MATERIAL SHOWN

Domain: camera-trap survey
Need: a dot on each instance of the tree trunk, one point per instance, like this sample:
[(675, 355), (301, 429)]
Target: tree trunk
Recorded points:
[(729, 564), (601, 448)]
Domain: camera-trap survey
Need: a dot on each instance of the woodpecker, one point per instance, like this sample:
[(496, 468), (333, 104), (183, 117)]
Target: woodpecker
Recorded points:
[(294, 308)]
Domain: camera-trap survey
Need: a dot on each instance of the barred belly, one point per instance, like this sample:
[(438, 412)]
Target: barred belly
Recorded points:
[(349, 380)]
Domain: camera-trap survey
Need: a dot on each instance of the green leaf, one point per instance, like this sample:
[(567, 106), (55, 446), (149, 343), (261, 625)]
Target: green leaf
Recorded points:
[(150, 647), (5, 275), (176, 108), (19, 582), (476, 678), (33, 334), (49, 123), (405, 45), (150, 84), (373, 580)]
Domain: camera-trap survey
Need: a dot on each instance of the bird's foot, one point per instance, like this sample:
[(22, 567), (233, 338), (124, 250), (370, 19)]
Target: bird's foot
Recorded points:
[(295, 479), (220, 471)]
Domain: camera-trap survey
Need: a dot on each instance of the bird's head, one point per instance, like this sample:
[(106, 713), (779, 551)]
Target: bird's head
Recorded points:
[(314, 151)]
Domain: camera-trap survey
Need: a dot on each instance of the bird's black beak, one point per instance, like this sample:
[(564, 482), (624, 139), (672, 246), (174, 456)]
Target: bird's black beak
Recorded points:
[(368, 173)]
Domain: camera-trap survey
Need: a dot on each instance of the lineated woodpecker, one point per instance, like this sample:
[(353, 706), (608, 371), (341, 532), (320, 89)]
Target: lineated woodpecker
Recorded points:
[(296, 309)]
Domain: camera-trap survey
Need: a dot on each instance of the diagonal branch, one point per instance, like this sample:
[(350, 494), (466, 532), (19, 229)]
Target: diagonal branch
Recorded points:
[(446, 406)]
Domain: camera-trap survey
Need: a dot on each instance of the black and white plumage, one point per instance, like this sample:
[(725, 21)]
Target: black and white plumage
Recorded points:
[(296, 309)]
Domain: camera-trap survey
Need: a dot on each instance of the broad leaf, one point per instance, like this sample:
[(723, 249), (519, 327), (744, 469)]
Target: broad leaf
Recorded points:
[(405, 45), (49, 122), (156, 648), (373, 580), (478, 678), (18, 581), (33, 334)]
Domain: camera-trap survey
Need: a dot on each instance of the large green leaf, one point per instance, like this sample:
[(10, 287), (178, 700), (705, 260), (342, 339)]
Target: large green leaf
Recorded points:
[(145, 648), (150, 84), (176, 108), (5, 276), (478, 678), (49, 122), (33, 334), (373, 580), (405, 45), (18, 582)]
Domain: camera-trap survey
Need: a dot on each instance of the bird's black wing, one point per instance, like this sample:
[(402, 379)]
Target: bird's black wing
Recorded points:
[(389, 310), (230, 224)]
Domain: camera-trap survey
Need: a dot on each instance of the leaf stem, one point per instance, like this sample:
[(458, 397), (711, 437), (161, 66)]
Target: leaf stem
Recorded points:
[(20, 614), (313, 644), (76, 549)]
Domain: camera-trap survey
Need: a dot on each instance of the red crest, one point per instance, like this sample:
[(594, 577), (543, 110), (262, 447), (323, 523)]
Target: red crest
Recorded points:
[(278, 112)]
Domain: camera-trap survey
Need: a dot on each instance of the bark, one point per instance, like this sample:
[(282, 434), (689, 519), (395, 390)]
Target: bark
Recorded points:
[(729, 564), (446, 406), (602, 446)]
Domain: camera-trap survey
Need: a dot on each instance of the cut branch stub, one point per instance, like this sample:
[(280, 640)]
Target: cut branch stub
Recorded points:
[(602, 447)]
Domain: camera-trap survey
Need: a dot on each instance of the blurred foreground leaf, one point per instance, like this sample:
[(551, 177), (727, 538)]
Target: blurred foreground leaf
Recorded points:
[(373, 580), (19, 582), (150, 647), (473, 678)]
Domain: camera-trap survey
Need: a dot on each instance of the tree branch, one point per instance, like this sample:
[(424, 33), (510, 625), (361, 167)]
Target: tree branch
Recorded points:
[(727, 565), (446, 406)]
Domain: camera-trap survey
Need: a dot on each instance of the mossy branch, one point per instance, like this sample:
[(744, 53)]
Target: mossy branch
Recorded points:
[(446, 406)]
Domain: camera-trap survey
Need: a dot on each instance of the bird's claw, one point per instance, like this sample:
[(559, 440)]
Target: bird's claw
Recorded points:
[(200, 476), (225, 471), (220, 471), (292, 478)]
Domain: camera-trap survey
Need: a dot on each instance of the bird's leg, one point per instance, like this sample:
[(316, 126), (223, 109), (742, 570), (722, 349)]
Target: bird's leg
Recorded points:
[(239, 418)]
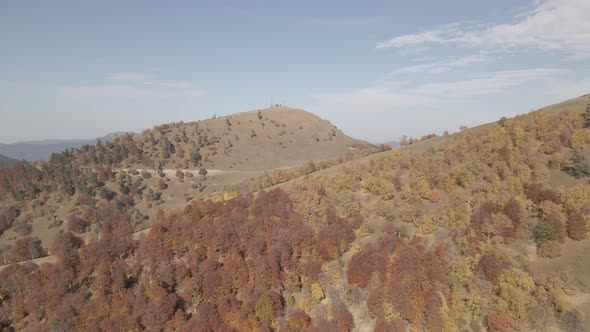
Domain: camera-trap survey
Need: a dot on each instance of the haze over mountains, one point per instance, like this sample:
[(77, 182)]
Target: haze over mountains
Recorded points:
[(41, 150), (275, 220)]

--

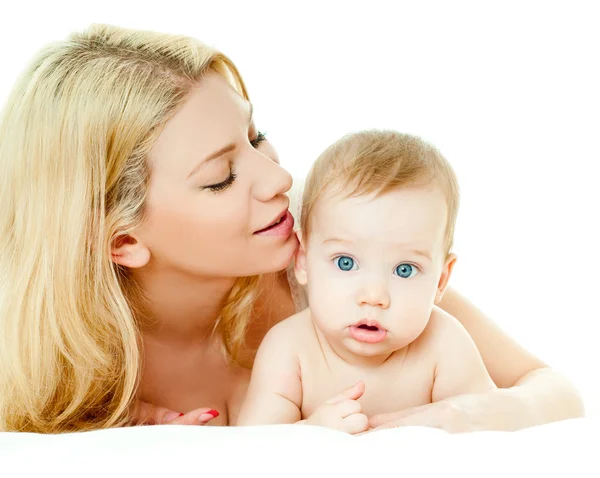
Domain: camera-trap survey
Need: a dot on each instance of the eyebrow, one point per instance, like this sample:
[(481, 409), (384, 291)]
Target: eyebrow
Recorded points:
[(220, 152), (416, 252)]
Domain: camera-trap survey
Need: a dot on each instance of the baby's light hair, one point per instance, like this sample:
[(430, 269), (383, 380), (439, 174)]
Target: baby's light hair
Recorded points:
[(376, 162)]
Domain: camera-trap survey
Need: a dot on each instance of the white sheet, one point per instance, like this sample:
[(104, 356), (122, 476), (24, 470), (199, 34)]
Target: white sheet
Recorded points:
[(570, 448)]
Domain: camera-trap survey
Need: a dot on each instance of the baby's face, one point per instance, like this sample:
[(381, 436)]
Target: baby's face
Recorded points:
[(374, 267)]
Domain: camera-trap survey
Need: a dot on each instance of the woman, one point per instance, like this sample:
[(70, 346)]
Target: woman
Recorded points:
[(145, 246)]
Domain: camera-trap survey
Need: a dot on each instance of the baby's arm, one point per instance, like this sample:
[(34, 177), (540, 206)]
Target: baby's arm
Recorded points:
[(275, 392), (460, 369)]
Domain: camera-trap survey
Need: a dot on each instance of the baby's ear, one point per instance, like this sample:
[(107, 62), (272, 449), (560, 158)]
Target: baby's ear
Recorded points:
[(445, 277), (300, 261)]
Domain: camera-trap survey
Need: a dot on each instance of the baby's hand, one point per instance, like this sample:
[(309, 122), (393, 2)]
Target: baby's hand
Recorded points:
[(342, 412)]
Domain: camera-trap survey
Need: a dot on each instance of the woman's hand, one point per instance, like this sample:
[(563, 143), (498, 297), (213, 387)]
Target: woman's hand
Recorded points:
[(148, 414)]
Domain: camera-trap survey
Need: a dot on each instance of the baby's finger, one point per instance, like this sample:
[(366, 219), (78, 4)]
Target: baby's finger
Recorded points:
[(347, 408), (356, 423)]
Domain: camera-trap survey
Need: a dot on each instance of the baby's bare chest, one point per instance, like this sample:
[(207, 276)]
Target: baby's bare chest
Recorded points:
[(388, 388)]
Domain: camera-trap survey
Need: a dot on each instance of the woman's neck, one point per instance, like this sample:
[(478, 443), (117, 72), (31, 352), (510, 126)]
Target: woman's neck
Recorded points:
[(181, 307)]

WHAT YOU WILL DO
Once you find the line with "Need: a dot on each instance of the barred" above, print it and every line after it up to and including the line with "Target: green leaf", exactly as written and nothing else.

EXERCISE SOLUTION
Need: a dot on each instance of the barred belly, one point per instance, like this sample:
[(438, 412)]
Target: barred belly
Recorded points:
[(349, 380)]
Domain: camera-trap survey
Need: a dot on each instance of the green leaf, one point per instance, like this sample:
[(567, 106), (55, 446), (149, 343), (261, 625)]
Target: green leaf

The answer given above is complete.